- **課題**
**a)** 次の(i)〜(iii)がエジプト・メディアのコラムの記述と一致するかを判定し、それぞれ「はい」か「いいえ」で答え、根拠となる箇所をそのまま引用すること。(i) このコラムはal-Quds al-Arabi紙の2011年02月14日付のものである。(ii) 見出しの一つは、ジャズィーラとアラビーヤに向けてエジプト人が来ると告げている。(iii) 表題はエジプト・メディア衰退の兆しをうたっている。
**b)** エジプト・メディアのコラムから、「http://www.el.tufs.ac.jp/prmeis/html/pc/News20110215_184520.html」と「2011年02月14日『クドゥス・アラビー』」の間の部分を、両端の語句も含めて一字一句そのまま書き写してください。

- **提供テキスト**
::::::::

コラム:エジプト・メディア復活の兆し (al-Quds al-Arabi紙)

http://www.el.tufs.ac.jp/prmeis/html/pc/News20110215_184520.html
コラム:エジプト・メディア復活の兆し
2011年02月14日付 al-Quds al-Arabi紙

■ジャズィーラとアラビーヤへ、エジプト人が来るぞ

2011年02月14日『クドゥス・アラビー』

::::::::

- **データ記録**
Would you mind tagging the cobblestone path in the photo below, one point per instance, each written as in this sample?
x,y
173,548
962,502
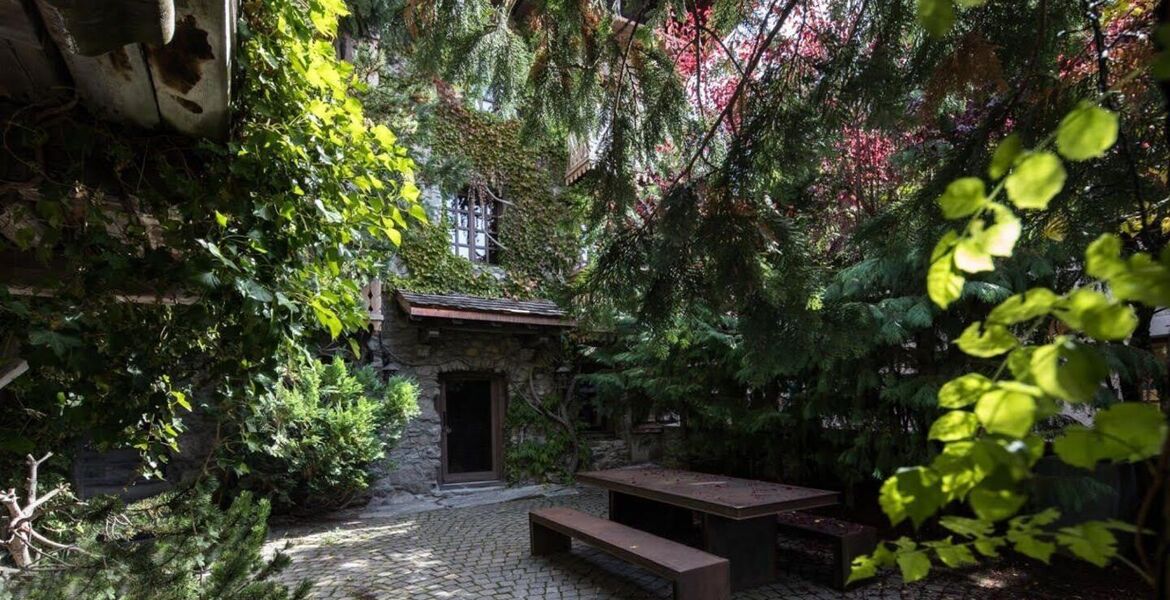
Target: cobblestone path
x,y
482,552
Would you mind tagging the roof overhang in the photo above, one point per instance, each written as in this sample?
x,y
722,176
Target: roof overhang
x,y
475,310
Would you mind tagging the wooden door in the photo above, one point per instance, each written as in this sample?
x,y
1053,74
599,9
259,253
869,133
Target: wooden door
x,y
472,420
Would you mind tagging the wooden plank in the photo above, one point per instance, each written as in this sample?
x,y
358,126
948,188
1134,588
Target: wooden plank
x,y
192,74
116,85
31,74
659,554
729,497
11,370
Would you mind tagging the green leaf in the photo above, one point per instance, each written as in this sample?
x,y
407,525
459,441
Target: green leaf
x,y
970,256
57,343
914,565
1078,447
1006,412
1091,542
995,505
910,492
963,391
180,399
943,284
1036,180
1096,315
985,340
1024,307
1102,257
1086,132
967,526
1071,372
1005,156
963,198
937,16
952,426
328,318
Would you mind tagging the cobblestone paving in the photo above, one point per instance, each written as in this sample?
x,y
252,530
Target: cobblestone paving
x,y
482,552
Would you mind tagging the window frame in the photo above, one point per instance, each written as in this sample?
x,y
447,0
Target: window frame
x,y
474,216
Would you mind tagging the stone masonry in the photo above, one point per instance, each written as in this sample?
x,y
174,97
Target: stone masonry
x,y
425,351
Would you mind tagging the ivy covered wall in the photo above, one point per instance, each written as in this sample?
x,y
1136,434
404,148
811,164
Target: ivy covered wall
x,y
542,222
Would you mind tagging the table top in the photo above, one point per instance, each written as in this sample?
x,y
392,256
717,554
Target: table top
x,y
729,497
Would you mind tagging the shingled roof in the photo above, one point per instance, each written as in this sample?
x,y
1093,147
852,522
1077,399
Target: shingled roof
x,y
474,308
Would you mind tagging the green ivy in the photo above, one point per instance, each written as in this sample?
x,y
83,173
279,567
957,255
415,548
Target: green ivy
x,y
989,446
269,235
541,226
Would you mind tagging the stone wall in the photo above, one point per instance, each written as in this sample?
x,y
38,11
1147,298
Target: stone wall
x,y
426,350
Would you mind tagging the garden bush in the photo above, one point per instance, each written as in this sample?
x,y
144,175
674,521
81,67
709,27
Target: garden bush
x,y
311,442
180,545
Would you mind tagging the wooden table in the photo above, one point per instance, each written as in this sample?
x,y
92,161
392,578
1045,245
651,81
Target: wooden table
x,y
725,516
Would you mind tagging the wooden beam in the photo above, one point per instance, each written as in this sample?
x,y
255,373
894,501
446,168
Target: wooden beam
x,y
11,370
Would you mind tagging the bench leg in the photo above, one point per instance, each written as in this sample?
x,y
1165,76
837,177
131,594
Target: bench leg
x,y
545,540
848,547
749,544
707,584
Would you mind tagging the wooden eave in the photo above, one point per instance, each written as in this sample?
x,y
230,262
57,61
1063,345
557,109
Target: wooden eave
x,y
477,316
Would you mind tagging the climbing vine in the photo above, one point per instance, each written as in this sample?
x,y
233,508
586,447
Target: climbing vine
x,y
541,222
236,252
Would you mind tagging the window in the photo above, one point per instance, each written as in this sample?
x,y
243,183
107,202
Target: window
x,y
475,226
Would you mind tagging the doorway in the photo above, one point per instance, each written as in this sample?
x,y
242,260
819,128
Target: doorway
x,y
472,413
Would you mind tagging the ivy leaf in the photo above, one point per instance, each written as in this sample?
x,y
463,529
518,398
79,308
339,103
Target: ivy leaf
x,y
57,343
1096,315
1006,412
943,284
910,492
1005,156
970,256
1024,307
937,16
963,198
254,290
1071,372
985,340
328,318
1086,132
952,426
995,505
1091,542
1036,180
914,565
963,391
1102,257
967,526
418,213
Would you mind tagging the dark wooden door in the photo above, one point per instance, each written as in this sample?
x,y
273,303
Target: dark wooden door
x,y
472,409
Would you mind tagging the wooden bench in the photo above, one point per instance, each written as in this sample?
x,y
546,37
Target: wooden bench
x,y
850,539
696,574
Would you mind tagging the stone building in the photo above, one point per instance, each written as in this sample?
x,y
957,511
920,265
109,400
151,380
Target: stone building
x,y
470,357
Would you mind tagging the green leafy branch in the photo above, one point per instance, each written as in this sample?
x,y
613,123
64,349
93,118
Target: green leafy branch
x,y
989,448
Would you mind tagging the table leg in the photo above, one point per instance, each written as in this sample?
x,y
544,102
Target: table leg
x,y
655,517
749,544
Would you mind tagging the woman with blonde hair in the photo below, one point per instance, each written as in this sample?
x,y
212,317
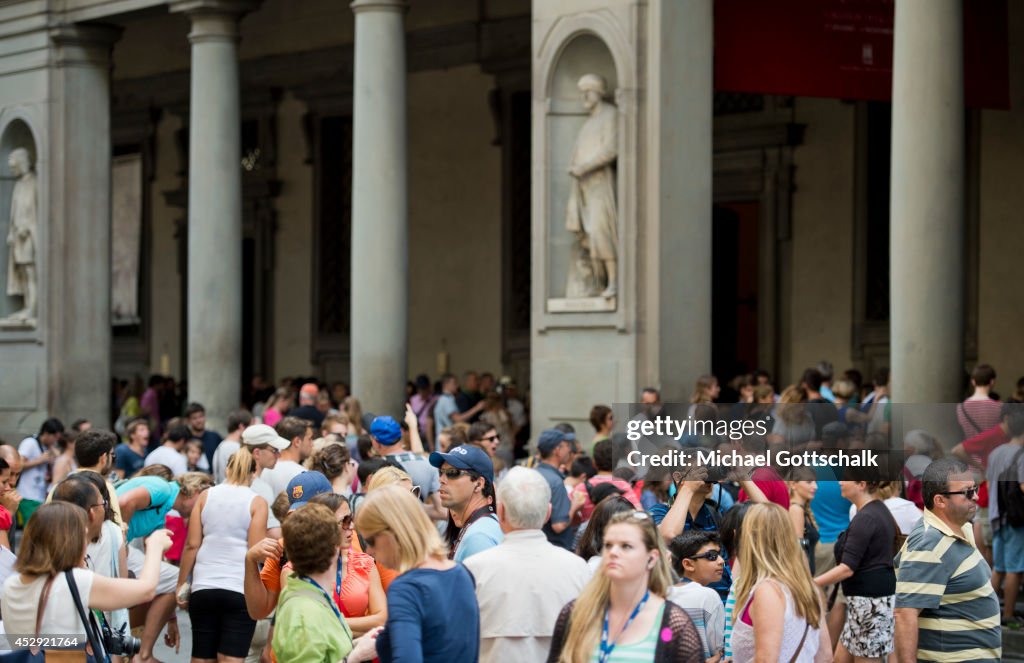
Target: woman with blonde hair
x,y
779,614
622,614
279,404
432,614
353,410
228,520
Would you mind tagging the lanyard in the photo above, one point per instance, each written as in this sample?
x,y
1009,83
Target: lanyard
x,y
473,518
326,595
606,647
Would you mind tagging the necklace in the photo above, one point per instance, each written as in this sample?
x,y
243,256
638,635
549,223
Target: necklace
x,y
608,647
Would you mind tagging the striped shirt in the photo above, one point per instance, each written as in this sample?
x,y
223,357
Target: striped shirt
x,y
942,573
706,611
641,652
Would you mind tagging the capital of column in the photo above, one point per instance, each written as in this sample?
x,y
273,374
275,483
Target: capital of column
x,y
379,5
84,44
213,21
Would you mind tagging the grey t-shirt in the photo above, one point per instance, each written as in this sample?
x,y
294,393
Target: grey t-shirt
x,y
424,474
998,461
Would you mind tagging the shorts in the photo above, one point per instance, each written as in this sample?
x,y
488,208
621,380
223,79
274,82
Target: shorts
x,y
220,624
869,626
986,527
168,583
1008,549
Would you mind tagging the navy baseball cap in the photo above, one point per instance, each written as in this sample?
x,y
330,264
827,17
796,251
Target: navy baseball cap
x,y
466,457
385,430
304,486
552,438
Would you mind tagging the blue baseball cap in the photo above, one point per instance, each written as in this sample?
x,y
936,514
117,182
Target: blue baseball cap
x,y
305,486
466,457
385,430
552,438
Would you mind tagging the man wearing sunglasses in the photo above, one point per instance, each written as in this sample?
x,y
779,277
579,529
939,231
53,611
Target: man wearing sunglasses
x,y
467,491
942,582
696,556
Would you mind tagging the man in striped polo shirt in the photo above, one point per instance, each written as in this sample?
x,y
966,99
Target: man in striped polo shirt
x,y
946,609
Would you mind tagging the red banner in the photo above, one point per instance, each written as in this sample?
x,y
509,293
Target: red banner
x,y
844,49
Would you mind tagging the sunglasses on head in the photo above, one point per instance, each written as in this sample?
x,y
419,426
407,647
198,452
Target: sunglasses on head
x,y
711,555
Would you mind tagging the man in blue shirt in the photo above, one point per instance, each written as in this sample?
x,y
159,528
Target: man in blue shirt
x,y
467,490
555,448
144,503
832,510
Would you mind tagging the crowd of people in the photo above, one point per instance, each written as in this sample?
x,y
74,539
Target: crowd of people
x,y
312,531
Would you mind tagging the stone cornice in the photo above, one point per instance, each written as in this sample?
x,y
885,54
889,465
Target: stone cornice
x,y
325,75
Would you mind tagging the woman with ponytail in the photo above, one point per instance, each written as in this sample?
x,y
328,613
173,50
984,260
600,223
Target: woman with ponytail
x,y
227,521
622,614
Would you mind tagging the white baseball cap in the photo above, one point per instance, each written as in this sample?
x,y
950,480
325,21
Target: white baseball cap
x,y
260,433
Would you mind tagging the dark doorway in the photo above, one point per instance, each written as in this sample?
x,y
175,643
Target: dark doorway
x,y
734,289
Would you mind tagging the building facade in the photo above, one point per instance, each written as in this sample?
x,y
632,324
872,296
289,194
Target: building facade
x,y
373,191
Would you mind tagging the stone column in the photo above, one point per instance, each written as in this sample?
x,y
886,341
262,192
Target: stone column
x,y
927,202
679,144
380,289
79,272
214,207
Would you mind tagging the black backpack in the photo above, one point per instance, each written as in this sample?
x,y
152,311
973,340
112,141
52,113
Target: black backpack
x,y
1010,495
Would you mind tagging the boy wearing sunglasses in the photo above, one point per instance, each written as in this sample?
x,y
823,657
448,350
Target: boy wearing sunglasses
x,y
697,558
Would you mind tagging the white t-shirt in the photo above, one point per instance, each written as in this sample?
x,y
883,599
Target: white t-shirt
x,y
20,603
32,485
283,472
163,455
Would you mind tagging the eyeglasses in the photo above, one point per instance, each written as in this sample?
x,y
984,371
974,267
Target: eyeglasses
x,y
970,493
711,555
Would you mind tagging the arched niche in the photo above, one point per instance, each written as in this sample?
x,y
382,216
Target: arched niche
x,y
583,53
16,133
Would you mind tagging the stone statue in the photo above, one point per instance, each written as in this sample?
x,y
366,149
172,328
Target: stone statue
x,y
22,239
592,214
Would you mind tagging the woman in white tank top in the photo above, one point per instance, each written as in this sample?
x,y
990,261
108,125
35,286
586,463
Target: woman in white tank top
x,y
779,615
227,520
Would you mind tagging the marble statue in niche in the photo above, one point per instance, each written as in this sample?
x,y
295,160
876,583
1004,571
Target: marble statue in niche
x,y
22,277
591,213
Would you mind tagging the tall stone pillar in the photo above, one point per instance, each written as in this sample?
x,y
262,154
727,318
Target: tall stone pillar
x,y
927,202
679,194
380,289
214,207
79,300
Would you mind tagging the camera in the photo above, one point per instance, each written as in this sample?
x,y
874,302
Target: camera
x,y
120,643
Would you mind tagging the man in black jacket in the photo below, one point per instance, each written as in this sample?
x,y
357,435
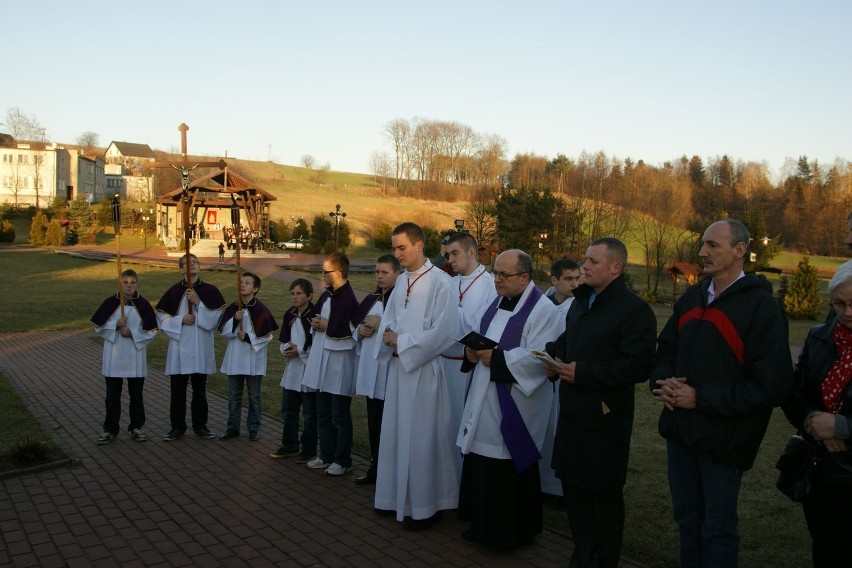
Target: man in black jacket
x,y
606,349
723,362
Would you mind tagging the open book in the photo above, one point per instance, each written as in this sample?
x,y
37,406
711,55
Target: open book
x,y
476,341
544,358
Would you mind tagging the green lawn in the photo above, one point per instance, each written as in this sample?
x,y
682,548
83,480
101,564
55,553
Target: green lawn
x,y
62,292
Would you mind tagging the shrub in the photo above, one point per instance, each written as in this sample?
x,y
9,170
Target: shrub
x,y
802,298
38,228
53,236
7,232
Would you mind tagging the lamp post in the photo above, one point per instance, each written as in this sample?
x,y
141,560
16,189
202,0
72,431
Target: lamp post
x,y
145,218
337,215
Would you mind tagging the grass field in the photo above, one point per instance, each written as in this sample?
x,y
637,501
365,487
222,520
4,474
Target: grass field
x,y
62,293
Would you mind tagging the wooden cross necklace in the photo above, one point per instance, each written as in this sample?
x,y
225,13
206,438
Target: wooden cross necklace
x,y
411,284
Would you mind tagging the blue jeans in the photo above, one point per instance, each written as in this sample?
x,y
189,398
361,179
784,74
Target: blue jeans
x,y
335,428
704,505
235,401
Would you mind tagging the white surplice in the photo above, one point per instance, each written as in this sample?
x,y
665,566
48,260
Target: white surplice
x,y
331,363
291,379
190,346
372,376
416,470
532,392
125,357
243,357
549,482
472,294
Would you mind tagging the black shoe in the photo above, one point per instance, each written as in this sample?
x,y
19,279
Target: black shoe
x,y
228,434
173,435
205,433
366,479
421,524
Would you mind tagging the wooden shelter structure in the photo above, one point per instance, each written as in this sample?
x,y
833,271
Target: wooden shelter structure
x,y
210,204
689,272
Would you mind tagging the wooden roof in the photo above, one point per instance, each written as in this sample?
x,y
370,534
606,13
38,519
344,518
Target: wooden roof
x,y
214,189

::::::::

- **解答一覧**
**a)**
(i) はい。「2011年02月14日付 al-Quds al-Arabi紙」
(ii) はい。「ジャズィーラとアラビーヤへ、エジプト人が来るぞ」
(iii) いいえ。「エジプト・メディア復活の兆し」

**b)**
http://www.el.tufs.ac.jp/prmeis/html/pc/News20110215_184520.html
コラム:エジプト・メディア復活の兆し
2011年02月14日付 al-Quds al-Arabi紙

■ジャズィーラとアラビーヤへ、エジプト人が来るぞ

2011年02月14日『クドゥス・アラビー』